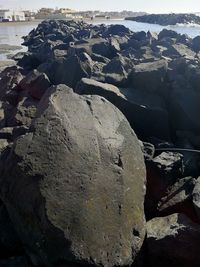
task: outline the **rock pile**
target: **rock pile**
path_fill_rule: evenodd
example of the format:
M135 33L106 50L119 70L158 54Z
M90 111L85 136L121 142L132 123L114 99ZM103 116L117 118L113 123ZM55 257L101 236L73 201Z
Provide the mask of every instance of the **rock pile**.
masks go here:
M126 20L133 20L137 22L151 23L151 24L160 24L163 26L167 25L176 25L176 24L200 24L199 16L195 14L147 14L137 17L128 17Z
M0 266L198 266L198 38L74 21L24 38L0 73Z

☆ ☆ ☆ ☆

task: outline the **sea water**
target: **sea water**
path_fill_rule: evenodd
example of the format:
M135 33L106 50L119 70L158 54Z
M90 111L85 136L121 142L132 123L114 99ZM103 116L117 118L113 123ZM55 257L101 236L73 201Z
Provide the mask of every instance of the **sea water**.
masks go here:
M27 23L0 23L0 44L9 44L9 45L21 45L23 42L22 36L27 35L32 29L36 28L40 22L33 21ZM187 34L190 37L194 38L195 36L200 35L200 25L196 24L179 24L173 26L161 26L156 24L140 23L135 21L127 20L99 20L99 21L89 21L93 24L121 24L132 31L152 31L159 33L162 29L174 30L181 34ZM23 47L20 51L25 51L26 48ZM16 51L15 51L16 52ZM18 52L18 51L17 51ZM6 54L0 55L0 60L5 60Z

☆ ☆ ☆ ☆

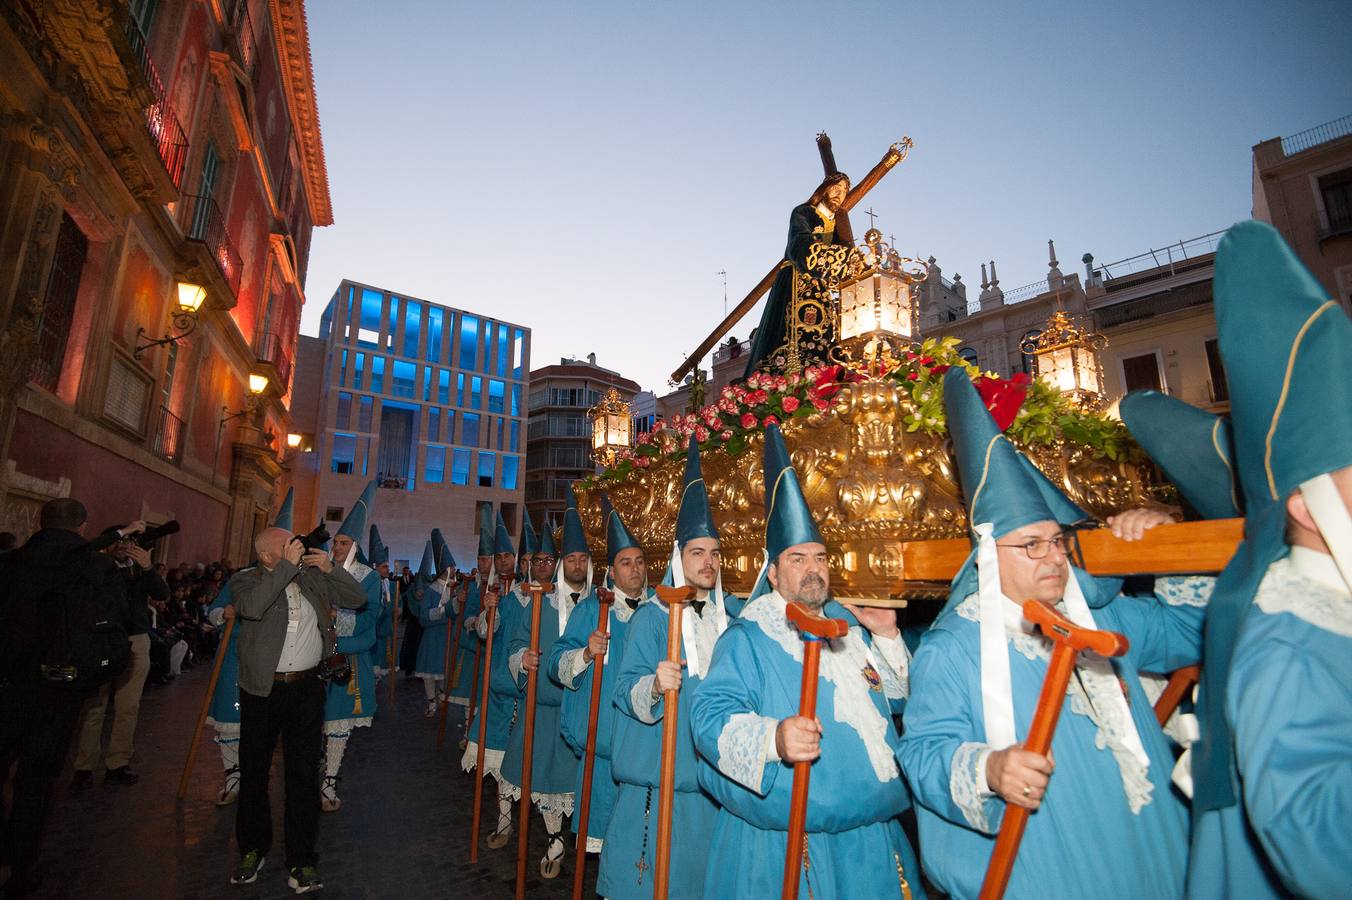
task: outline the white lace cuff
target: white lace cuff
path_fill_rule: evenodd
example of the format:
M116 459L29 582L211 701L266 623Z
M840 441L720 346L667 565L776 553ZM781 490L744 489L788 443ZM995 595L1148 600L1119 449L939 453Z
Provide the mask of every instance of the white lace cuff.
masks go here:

☆ ☆ ☆ ☆

WHAT THE TASK REQUIRES
Of the entries above, repeat exactly the lines between the line with "task: outline the **rock pile**" and the line with "Provide the mask of every instance of the **rock", inclusive, and no others.

OUTPUT FOR THIS EXERCISE
task: outline the **rock pile**
target: **rock pile**
path_fill_rule: evenodd
example of the format:
M135 33L106 50L119 70L158 54Z
M90 111L85 136L121 142L132 123L114 99ZM103 116L117 118L113 123ZM55 257L101 236L73 201Z
Provide the mask of every instance of the **rock pile**.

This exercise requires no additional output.